▶ **Exercise instructions**:
1. Decide whether each statement agrees with the passage about a sleepless night, answering yes or no and quoting the text's deciding words. (a) The narrator sees the moon from the living room. (b) The narrator slept in the back seat of a Mini Cooper. (c) The fighting took place on warm summer nights.
2. Transcribe the passage about a sleepless night between "I walk the L-shaped" and "head shakes no.", inclusive.

She pads to the bedroom door, waiting in silence.
"I can't." E says, tears rolling down her cheeks. "I tried but I can't."
I hold her, then stand with her face burrowed into my shoulder. She slumps against me, and the sounds do come.
I walk the L-shaped hallway, turning in the kitchen, stepping once into the living room to see the moon hanging low outside the windows then back.
"You didn't have a dream?" I ask her quietly.
Her head shakes no.
"I just can't sleep." She mutters, then lets out a sigh.

I sit on the couch, wrap a blanket around both of us and rest her face on my shoulder.
In the silence, I hear her breathing, the rabbit speed of her heart.


It was in autumn, on those first cold nights. The fighting had swollen into all-day affairs. The screaming would overlap cooking dinner, me getting E to sleep, to stomping around in pajamas. The neighbors must have been so tired of this, waiting to see if it would be another night of threats and accusations, of venom and bile.
This is when I stopped sleeping on the couch and graduated to the back seat of the Mini Cooper. I would wrap myself in that giant green blanket and wedge my feet into the space between the front seats. It was cold, my breath hanging in the air. As the sun came up I would sneak back inside to be sure E saw me when she woke, on the couch as if I had been there all night.

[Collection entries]
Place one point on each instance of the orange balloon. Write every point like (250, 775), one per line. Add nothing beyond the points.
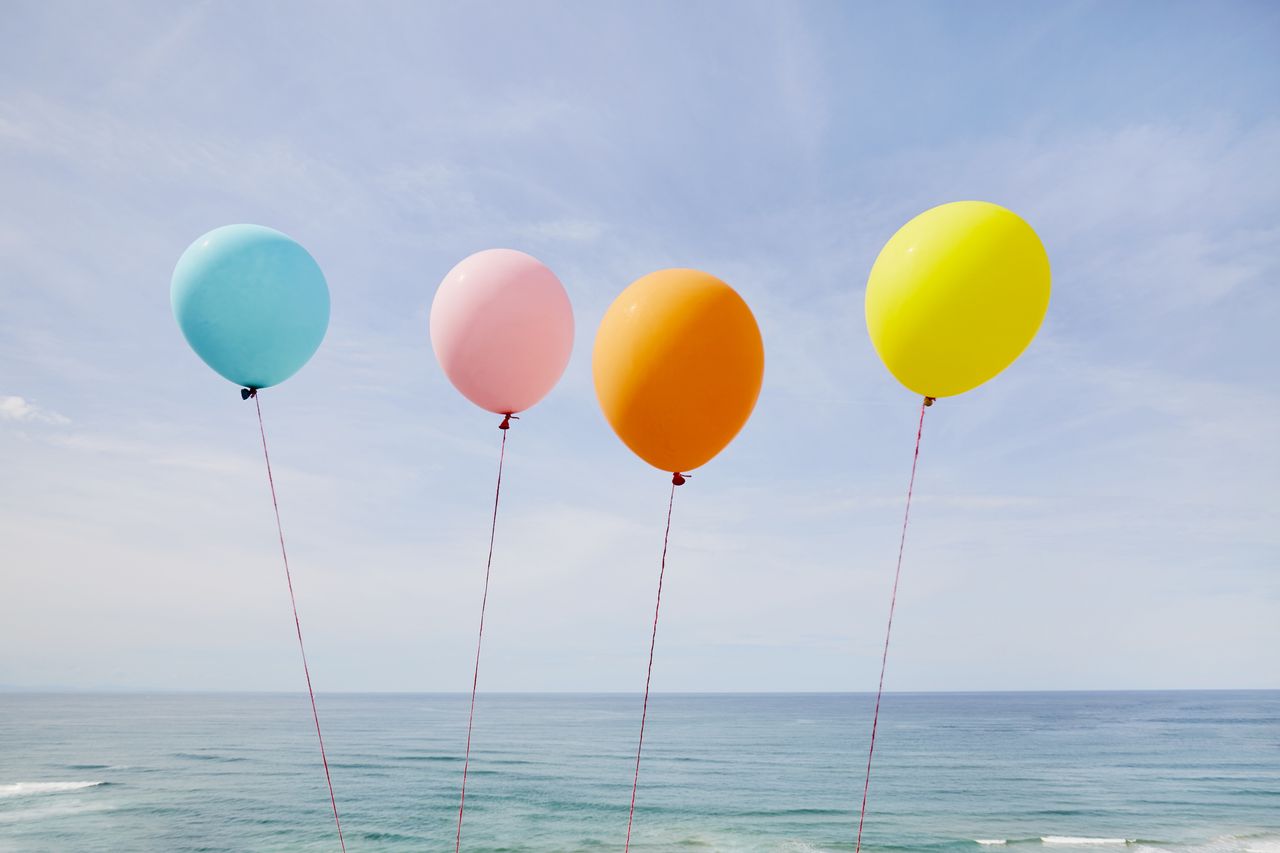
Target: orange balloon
(677, 363)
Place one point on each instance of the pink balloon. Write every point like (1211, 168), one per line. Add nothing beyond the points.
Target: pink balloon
(502, 328)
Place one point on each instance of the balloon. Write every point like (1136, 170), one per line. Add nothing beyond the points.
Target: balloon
(251, 302)
(502, 328)
(955, 296)
(677, 364)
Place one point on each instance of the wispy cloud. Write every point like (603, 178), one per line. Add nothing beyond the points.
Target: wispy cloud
(21, 410)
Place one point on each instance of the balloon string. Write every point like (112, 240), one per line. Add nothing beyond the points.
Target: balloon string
(484, 601)
(297, 624)
(897, 573)
(644, 712)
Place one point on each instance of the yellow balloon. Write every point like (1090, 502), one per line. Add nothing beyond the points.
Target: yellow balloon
(677, 364)
(955, 296)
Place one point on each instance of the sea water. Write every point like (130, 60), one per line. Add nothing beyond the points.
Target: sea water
(1057, 771)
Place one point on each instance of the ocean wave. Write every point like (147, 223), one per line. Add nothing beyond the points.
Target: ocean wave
(30, 789)
(1082, 840)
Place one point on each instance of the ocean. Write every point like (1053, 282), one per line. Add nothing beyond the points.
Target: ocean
(1138, 771)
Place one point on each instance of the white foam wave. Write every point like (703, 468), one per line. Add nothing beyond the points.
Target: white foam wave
(1074, 840)
(28, 789)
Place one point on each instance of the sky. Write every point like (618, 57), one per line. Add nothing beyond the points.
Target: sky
(1102, 515)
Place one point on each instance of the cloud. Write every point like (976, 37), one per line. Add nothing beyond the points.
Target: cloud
(18, 409)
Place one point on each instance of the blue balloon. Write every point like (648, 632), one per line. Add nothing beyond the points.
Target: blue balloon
(251, 302)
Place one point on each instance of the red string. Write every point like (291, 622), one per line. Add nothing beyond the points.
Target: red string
(666, 537)
(484, 601)
(297, 624)
(897, 573)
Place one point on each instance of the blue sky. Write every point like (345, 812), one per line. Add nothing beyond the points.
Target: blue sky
(1101, 515)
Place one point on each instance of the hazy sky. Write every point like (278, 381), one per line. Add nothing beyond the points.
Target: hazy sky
(1101, 515)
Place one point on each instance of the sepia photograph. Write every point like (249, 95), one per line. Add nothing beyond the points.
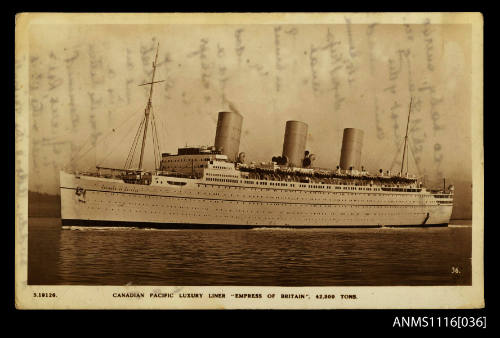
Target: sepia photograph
(256, 160)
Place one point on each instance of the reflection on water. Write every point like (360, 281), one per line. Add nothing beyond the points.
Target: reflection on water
(280, 257)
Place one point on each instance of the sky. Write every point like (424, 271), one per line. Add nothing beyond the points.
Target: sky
(86, 103)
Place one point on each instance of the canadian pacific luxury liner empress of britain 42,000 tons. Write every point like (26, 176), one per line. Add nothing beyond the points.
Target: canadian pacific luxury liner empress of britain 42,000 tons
(213, 187)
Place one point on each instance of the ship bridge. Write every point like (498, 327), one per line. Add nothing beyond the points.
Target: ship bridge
(193, 161)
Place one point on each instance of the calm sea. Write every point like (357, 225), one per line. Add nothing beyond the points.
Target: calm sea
(265, 257)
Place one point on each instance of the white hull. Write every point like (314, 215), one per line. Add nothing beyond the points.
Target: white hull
(204, 204)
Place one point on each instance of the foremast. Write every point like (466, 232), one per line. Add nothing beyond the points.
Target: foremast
(146, 120)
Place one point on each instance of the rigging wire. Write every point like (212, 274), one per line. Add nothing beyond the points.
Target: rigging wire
(397, 155)
(77, 157)
(116, 146)
(130, 157)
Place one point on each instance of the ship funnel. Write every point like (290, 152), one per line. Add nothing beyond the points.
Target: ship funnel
(227, 136)
(352, 144)
(294, 144)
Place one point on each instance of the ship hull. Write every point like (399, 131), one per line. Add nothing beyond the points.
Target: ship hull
(91, 201)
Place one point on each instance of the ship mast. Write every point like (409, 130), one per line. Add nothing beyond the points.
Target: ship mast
(148, 106)
(406, 140)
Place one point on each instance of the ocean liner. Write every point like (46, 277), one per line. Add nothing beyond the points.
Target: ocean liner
(215, 187)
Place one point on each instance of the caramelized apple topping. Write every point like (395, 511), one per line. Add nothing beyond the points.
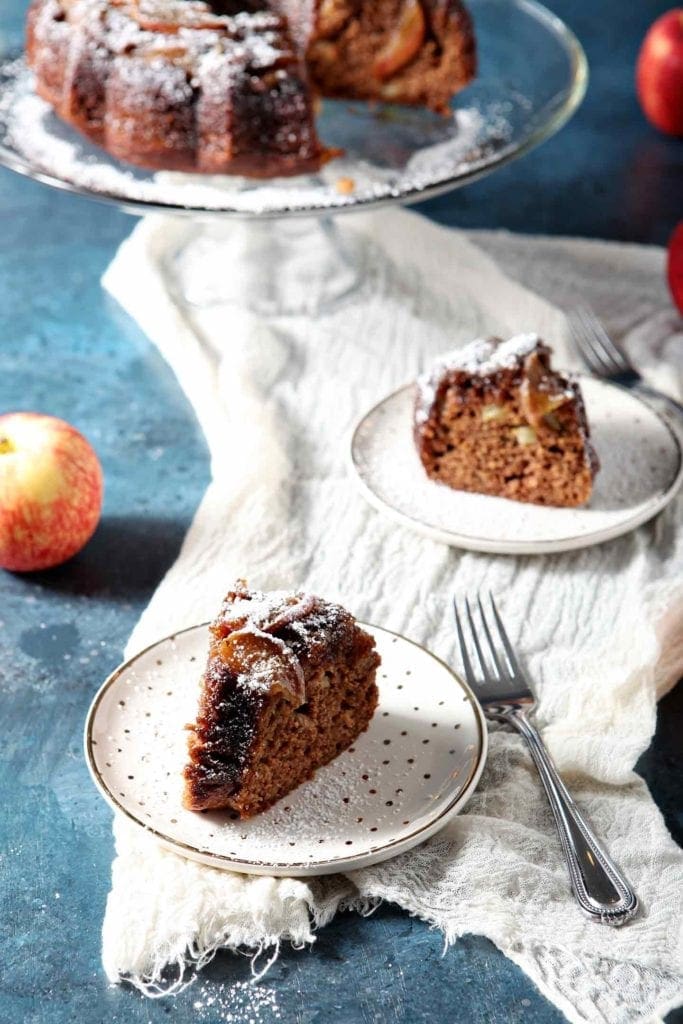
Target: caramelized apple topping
(403, 44)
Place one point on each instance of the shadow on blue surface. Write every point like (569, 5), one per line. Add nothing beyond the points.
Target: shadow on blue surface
(128, 555)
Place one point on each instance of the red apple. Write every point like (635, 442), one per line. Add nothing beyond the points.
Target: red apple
(50, 492)
(675, 266)
(659, 73)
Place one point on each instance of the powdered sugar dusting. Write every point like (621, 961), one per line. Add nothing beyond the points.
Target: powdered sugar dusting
(241, 1003)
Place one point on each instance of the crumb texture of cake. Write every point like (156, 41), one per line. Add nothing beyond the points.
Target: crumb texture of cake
(289, 684)
(495, 418)
(228, 86)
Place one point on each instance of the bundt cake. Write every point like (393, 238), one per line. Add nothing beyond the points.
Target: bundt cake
(228, 86)
(495, 418)
(289, 684)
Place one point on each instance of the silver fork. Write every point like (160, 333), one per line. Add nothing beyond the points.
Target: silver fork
(504, 692)
(605, 359)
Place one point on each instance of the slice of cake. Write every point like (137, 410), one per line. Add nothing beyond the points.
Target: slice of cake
(495, 418)
(290, 684)
(402, 51)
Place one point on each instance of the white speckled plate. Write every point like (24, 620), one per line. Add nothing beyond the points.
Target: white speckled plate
(641, 470)
(400, 782)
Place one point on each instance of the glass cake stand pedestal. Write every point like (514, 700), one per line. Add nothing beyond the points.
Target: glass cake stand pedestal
(284, 233)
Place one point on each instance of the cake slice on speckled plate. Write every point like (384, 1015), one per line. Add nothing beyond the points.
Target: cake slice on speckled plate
(289, 684)
(495, 418)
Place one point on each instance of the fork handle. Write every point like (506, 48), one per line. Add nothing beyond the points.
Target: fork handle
(600, 888)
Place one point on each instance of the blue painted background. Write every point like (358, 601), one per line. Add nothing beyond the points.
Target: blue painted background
(67, 349)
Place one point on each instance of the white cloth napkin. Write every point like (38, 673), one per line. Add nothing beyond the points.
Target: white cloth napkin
(602, 629)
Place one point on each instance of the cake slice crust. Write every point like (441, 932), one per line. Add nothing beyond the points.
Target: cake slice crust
(289, 684)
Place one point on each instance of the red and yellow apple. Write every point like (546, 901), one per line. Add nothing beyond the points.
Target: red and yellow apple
(675, 266)
(659, 73)
(50, 492)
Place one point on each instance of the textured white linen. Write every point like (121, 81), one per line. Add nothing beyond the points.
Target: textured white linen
(602, 629)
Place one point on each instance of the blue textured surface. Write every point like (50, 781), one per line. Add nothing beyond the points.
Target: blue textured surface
(68, 350)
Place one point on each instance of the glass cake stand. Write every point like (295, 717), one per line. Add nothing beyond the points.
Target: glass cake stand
(532, 75)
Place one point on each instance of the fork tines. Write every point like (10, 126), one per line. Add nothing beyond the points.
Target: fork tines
(599, 351)
(499, 668)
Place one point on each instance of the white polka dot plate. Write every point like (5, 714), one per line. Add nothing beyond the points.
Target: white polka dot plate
(400, 781)
(641, 471)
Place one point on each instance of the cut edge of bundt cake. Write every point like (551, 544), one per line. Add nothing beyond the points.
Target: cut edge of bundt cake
(229, 86)
(496, 419)
(289, 685)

▶ **Results in order**:
1.
(a) Yes: "stepping once into the living room to see the moon hanging low outside the windows"
(b) Yes: "graduated to the back seat of the Mini Cooper"
(c) No: "It was in autumn, on those first cold nights."

2.
I walk the L-shaped hallway, turning in the kitchen, stepping once into the living room to see the moon hanging low outside the windows then back.
"You didn't have a dream?" I ask her quietly.
Her head shakes no.